**Task instructions:**
Reproduce the entries below in full, word for word.

[Entries from a point annotation set]
────

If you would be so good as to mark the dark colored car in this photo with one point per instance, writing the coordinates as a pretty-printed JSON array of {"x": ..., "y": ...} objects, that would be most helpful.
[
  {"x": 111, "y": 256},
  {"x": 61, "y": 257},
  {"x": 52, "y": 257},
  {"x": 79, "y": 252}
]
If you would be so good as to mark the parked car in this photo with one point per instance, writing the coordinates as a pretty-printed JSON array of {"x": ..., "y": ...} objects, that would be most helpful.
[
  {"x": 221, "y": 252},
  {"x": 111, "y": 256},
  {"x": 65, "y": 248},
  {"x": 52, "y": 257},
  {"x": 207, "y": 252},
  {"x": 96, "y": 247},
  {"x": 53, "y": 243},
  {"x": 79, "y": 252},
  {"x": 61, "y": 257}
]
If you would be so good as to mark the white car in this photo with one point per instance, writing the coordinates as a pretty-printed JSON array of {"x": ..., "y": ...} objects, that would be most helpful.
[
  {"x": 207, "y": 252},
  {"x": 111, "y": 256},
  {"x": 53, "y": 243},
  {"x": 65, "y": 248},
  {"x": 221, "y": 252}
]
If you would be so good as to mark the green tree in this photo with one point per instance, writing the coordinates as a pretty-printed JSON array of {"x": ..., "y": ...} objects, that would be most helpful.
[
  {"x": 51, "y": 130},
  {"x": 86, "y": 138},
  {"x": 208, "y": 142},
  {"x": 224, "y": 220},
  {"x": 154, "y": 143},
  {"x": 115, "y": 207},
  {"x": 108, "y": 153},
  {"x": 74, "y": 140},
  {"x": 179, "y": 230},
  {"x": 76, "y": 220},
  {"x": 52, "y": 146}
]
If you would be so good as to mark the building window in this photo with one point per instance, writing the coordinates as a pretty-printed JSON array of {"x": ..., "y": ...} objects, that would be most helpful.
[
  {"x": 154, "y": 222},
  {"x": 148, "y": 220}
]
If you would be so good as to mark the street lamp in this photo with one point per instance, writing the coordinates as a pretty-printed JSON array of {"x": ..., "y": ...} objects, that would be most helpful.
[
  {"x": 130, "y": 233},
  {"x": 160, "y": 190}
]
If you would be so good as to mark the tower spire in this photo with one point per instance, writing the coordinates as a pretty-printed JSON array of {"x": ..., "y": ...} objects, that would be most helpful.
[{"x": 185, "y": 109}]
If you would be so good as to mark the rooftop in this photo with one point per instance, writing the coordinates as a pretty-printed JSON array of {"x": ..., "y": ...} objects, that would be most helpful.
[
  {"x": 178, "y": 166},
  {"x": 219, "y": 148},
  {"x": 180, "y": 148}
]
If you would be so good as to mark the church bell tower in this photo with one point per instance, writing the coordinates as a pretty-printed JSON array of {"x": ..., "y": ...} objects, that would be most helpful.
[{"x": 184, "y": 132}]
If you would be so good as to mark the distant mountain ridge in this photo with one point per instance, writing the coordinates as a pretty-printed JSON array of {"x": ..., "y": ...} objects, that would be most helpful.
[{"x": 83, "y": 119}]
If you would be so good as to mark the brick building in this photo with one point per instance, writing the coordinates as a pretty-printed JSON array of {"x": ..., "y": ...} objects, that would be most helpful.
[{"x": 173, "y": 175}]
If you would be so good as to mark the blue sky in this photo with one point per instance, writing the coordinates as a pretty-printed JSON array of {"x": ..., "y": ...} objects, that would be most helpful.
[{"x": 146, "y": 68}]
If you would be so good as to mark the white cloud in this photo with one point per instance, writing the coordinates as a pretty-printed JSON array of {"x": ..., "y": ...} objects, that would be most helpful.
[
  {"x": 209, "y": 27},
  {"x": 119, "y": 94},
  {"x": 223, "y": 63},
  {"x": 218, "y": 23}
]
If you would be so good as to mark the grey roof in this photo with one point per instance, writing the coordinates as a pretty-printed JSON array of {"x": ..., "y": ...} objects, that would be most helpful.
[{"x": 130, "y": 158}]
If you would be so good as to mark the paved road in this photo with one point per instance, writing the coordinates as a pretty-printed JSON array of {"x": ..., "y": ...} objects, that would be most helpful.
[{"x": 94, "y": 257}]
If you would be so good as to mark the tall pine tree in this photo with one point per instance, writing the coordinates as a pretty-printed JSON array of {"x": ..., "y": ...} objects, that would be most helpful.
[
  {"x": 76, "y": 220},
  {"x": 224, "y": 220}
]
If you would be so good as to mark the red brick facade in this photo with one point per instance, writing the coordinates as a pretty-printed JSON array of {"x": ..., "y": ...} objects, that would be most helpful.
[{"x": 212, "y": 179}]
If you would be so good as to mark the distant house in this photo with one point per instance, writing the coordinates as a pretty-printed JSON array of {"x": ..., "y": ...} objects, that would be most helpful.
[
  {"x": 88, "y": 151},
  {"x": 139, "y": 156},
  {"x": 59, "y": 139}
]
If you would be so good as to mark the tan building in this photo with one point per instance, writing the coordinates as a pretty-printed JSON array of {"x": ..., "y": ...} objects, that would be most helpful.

────

**Correct output:**
If you would be so good as to mark the dark colored car in this photo with one point per instance, writing the coordinates as a pretty-printed JSON array of {"x": ..., "y": ...} objects, that would be most helpful.
[
  {"x": 111, "y": 256},
  {"x": 61, "y": 257},
  {"x": 52, "y": 257},
  {"x": 79, "y": 252}
]
If you would be so good as to mark the parked car in this photo with one point per instance, writing the coordinates as a pretty-printed JSON array of {"x": ..., "y": ...} objects, that would be most helpful.
[
  {"x": 221, "y": 252},
  {"x": 111, "y": 256},
  {"x": 65, "y": 248},
  {"x": 52, "y": 257},
  {"x": 207, "y": 252},
  {"x": 96, "y": 247},
  {"x": 53, "y": 243},
  {"x": 79, "y": 252},
  {"x": 61, "y": 257}
]
If you would be so good as to mark the white car in this photo with one point per instance, writing the coordinates as a pretty-printed JSON array of {"x": ..., "y": ...} objects, that would be most helpful.
[
  {"x": 207, "y": 252},
  {"x": 111, "y": 256},
  {"x": 53, "y": 243},
  {"x": 65, "y": 248},
  {"x": 221, "y": 252}
]
If you would be so good as to mark the green tree in this photo with one point per instance, writing the coordinates as a pretty-printed JSON array of {"x": ..., "y": ...} objects, that would be most helpful.
[
  {"x": 51, "y": 130},
  {"x": 86, "y": 138},
  {"x": 208, "y": 142},
  {"x": 224, "y": 220},
  {"x": 154, "y": 143},
  {"x": 115, "y": 207},
  {"x": 108, "y": 153},
  {"x": 74, "y": 140},
  {"x": 179, "y": 230},
  {"x": 76, "y": 220},
  {"x": 52, "y": 146}
]
If you would be so good as to mark the building window in this photo with one point per instance, writing the coordinates as a pretty-printed JSON array of {"x": ..., "y": ...} objects, that would be most helpful.
[
  {"x": 154, "y": 222},
  {"x": 148, "y": 220}
]
If you would be so good as to mark the street lamp in this photo with one point per instance, writing the coordinates as a pretty-printed JSON array of {"x": ..., "y": ...} objects, that would be most helpful.
[
  {"x": 130, "y": 233},
  {"x": 160, "y": 190}
]
If you would be so good as to mark the tower spire in this photo with one point per instance, writing the coordinates as a pretty-printed JSON array of {"x": ..., "y": ...} objects, that would be most helpful.
[{"x": 185, "y": 109}]
If you would be so good as to mark the rooftop in this photo with one point per instance, writing the coordinates as a pretty-printed JSON array of {"x": ..., "y": ...} objects, that would be most helpful.
[
  {"x": 178, "y": 166},
  {"x": 219, "y": 148},
  {"x": 180, "y": 148}
]
If you would be so good as to mark the church bell tower in this photo with one point per instance, writing the coordinates as a pretty-printed JSON array of {"x": ..., "y": ...} objects, that would be most helpful.
[{"x": 184, "y": 132}]
If you would be so good as to mark the distant mountain ridge in this photo with one point per instance, writing the coordinates as a pretty-printed JSON array of {"x": ..., "y": ...} objects, that would be most helpful.
[{"x": 83, "y": 119}]
If you would be so good as to mark the brick building in this photo with one point per instance, writing the coordinates as a pretty-printed JSON array of {"x": ..., "y": ...} objects, that would be most helpful.
[{"x": 173, "y": 175}]
If you would be so good as to mark the blue sky in this photo with one point per instance, writing the coordinates as a pretty-printed JSON array of {"x": ..., "y": ...} objects, that would be most helpful.
[{"x": 146, "y": 68}]
If you would be so good as to mark the white cloud in this photo with one point per instance, writing the coordinates as a pretty-printed JSON array of {"x": ..., "y": ...} objects, that would be most helpful.
[
  {"x": 209, "y": 27},
  {"x": 119, "y": 94},
  {"x": 223, "y": 63},
  {"x": 218, "y": 23}
]
If you would be so good as to mark the grey roof in this photo with one point per instance, writing the coordinates as a pretty-printed JSON array of {"x": ..., "y": ...} objects, that would be most helpful.
[{"x": 130, "y": 158}]
If you would be so good as to mark the paved road in this photo with one point per instance, writing the coordinates as a pretty-printed JSON array of {"x": ..., "y": ...} objects, that would be most helpful.
[{"x": 94, "y": 257}]
If you would be so good as to mark the tall pine tree in this photo with one point per instance, writing the coordinates as a pretty-printed JSON array of {"x": ..., "y": ...} objects, that would be most helpful.
[
  {"x": 76, "y": 220},
  {"x": 224, "y": 220}
]
If you would be so good as to mark the red brick facade in this photo with one point per instance, writing the coordinates as a pretty-printed JSON array of {"x": ..., "y": ...} objects, that would be most helpful.
[{"x": 212, "y": 179}]
If you would be so good as to mark the distant house in this photo with one point per instance, writing the coordinates as a pretty-printed JSON array of {"x": ..., "y": ...} objects, that would be most helpful.
[
  {"x": 88, "y": 151},
  {"x": 139, "y": 156},
  {"x": 59, "y": 139}
]
If you would be so good as to mark the tan building in this photo with one point per instance, writing the coordinates as a pretty-printed JSON array of {"x": ..., "y": ...} objects, that would be most helpful.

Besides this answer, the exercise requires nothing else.